— Data to process —
^^^^

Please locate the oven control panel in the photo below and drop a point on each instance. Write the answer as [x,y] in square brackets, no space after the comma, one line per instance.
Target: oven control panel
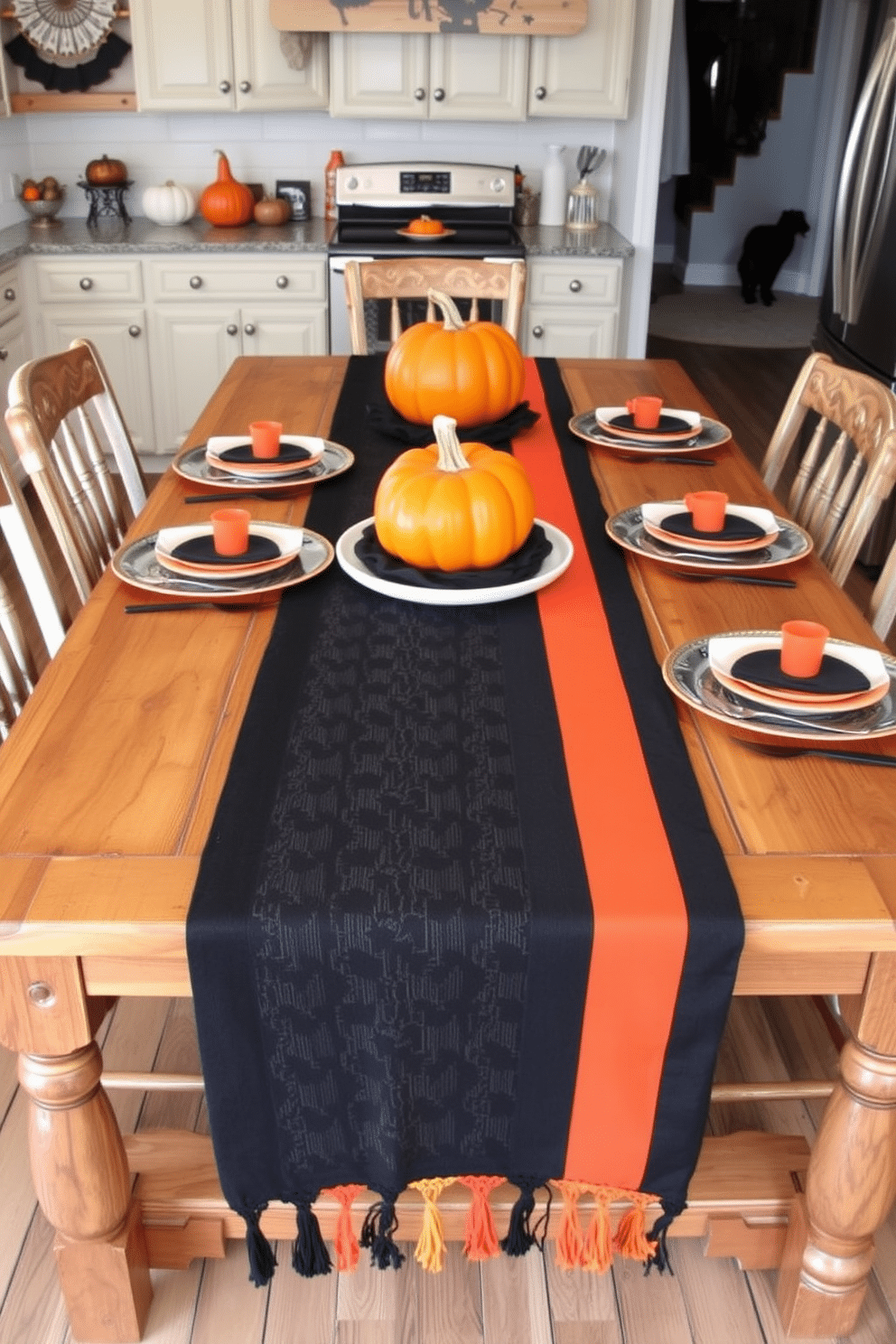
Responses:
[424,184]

^^^^

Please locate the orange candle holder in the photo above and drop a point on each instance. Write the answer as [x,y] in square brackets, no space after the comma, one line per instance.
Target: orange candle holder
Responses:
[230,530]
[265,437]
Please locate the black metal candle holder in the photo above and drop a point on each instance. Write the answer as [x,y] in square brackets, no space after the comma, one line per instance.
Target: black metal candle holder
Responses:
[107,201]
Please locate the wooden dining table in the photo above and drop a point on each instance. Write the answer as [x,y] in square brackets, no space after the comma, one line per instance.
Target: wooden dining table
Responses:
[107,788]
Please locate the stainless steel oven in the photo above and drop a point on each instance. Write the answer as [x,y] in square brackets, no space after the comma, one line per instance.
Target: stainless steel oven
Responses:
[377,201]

^^^^

— Your instructions —
How many lines in the listing above contain "drop"? Give the number and nothing else.

— Solution to this problem —
5